=== Directions ===
Scan the material for the word "below" and return every matching line.
= = =
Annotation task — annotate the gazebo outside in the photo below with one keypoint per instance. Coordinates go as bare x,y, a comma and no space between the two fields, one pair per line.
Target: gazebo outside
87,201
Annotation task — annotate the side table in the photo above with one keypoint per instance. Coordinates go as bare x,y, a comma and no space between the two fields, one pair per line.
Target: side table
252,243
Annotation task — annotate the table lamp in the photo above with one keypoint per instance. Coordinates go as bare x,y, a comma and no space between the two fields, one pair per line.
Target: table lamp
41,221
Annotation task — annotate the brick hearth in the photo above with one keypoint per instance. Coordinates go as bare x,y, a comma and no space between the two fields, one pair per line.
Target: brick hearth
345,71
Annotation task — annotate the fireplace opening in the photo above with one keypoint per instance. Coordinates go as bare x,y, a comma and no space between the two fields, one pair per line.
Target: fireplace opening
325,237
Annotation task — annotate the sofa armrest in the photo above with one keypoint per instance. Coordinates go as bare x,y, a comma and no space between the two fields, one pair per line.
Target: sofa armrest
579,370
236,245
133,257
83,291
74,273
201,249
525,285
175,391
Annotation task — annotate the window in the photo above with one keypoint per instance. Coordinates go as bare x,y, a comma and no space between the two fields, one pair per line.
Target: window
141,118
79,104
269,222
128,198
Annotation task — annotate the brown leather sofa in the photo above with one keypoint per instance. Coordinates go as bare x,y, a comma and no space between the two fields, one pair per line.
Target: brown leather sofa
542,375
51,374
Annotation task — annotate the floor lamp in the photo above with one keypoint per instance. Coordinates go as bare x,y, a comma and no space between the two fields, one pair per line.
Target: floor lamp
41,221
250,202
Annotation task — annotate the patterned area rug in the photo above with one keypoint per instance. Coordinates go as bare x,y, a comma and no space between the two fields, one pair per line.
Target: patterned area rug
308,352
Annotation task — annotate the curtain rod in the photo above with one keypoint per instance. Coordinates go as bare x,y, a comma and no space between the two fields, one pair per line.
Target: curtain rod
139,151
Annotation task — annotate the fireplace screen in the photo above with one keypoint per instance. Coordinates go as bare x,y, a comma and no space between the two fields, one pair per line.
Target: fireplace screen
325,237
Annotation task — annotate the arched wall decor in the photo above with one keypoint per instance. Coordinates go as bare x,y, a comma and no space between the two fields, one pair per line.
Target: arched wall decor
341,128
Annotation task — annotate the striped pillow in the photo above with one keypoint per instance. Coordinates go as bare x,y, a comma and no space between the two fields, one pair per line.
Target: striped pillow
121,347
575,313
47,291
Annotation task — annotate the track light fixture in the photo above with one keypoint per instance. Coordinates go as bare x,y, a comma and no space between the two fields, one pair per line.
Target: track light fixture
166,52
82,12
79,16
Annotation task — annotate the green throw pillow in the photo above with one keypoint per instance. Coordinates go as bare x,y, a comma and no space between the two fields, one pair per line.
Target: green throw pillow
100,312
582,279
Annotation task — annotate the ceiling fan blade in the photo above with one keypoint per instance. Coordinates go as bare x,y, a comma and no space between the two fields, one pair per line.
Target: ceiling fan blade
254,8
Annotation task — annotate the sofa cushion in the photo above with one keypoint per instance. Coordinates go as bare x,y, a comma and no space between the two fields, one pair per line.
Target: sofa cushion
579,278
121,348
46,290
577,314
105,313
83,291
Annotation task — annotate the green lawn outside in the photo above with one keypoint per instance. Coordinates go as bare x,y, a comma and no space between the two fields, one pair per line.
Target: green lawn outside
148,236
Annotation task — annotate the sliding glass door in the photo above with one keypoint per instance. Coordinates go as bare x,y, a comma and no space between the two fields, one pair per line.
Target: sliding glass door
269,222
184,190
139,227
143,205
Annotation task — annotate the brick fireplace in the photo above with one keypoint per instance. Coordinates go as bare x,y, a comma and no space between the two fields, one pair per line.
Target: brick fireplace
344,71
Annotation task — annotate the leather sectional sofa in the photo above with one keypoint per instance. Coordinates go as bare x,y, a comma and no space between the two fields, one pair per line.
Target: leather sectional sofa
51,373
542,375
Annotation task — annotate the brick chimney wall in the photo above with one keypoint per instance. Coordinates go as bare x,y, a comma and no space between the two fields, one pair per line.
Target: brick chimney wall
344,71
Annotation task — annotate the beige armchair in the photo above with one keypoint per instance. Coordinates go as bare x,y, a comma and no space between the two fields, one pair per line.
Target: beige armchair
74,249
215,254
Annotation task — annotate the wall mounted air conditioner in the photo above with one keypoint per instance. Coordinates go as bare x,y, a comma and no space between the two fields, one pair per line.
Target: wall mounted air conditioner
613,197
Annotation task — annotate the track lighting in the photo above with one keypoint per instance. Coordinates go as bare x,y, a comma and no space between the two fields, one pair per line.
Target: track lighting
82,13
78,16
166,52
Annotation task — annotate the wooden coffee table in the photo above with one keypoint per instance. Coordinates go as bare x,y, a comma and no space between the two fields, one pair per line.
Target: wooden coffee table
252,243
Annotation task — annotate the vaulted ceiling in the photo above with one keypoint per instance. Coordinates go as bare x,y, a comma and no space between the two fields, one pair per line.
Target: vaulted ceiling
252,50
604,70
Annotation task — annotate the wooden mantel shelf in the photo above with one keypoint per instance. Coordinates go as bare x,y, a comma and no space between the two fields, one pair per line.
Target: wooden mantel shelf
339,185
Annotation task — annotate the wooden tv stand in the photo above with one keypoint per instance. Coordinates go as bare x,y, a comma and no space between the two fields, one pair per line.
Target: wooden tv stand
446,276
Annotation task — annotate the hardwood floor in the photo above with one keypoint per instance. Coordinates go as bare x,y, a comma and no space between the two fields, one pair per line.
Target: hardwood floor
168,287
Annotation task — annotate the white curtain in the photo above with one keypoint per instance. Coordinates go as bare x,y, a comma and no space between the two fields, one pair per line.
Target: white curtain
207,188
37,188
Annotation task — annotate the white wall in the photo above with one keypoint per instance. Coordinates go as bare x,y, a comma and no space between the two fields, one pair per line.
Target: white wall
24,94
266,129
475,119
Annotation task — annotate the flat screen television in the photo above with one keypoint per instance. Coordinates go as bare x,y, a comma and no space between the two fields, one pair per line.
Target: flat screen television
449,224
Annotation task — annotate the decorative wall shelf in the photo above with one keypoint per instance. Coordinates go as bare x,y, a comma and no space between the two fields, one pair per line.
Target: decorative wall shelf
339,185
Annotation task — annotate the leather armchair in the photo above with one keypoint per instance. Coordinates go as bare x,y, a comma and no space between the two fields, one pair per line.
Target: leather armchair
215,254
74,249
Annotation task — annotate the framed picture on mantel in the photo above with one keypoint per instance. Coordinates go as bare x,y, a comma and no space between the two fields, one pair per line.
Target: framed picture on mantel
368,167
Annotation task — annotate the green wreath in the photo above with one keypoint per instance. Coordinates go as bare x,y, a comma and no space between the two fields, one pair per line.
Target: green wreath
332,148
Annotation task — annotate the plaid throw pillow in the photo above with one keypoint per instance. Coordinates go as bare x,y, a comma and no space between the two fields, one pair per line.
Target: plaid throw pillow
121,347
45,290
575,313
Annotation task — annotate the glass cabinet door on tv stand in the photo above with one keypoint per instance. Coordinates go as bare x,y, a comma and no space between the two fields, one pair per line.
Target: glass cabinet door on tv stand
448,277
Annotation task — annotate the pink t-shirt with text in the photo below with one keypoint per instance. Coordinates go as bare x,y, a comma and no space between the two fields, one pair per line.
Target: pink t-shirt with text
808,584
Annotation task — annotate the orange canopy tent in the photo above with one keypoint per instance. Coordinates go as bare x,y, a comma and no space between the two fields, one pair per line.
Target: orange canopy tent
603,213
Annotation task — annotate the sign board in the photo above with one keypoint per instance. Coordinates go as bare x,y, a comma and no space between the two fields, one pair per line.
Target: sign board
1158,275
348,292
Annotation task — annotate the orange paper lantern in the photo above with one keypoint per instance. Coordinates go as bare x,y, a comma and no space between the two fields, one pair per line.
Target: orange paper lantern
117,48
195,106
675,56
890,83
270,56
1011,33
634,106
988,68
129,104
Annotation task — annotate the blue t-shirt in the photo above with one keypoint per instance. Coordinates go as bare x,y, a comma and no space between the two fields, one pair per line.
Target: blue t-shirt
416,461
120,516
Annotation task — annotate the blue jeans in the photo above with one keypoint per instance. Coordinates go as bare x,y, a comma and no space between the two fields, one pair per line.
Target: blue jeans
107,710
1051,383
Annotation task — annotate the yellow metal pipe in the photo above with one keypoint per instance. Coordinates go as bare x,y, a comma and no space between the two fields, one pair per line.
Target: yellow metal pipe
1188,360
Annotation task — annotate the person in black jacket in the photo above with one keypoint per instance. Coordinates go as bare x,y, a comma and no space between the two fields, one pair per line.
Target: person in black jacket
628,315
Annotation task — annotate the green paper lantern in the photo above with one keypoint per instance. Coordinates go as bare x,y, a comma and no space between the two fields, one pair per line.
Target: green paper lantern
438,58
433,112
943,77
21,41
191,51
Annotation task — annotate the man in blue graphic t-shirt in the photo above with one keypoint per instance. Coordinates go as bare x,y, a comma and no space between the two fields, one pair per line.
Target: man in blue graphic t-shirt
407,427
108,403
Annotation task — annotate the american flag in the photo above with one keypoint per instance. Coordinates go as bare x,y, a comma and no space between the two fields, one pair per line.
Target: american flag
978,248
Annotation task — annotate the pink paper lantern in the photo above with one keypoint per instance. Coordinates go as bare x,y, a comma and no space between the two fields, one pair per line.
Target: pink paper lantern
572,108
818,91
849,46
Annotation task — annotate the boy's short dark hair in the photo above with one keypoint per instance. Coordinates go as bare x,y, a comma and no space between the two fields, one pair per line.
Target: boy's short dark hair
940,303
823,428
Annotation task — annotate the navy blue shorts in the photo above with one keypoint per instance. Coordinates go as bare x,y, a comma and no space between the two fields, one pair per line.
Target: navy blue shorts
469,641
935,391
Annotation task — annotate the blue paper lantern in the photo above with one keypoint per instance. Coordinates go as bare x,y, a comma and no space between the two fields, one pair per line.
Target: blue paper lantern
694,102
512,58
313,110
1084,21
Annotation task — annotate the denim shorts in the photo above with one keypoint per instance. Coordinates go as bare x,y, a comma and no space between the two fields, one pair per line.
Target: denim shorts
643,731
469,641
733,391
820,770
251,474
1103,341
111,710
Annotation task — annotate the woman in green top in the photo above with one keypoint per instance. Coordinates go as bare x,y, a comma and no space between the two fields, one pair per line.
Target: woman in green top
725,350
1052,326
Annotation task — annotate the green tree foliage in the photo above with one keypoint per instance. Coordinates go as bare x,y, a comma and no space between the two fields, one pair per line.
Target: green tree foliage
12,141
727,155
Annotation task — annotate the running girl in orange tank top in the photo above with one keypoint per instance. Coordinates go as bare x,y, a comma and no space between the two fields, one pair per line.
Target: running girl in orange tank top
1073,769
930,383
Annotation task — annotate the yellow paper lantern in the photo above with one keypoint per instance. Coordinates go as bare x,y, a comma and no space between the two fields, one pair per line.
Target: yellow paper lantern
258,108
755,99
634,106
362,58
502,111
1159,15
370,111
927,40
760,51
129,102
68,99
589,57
= = =
=== Solution for this problem ===
Annotation task — annotate the gazebo outside in the photo below with one keypoint per instance. Coordinates go as bare x,y, a comma and no space between the two fields, one pair per line.
Annotation task — annotate the pink t-shirt with text in the photo below with one keypoint per instance. Coordinates go as bare x,y, a comma and no space between the two fields, one pair per line.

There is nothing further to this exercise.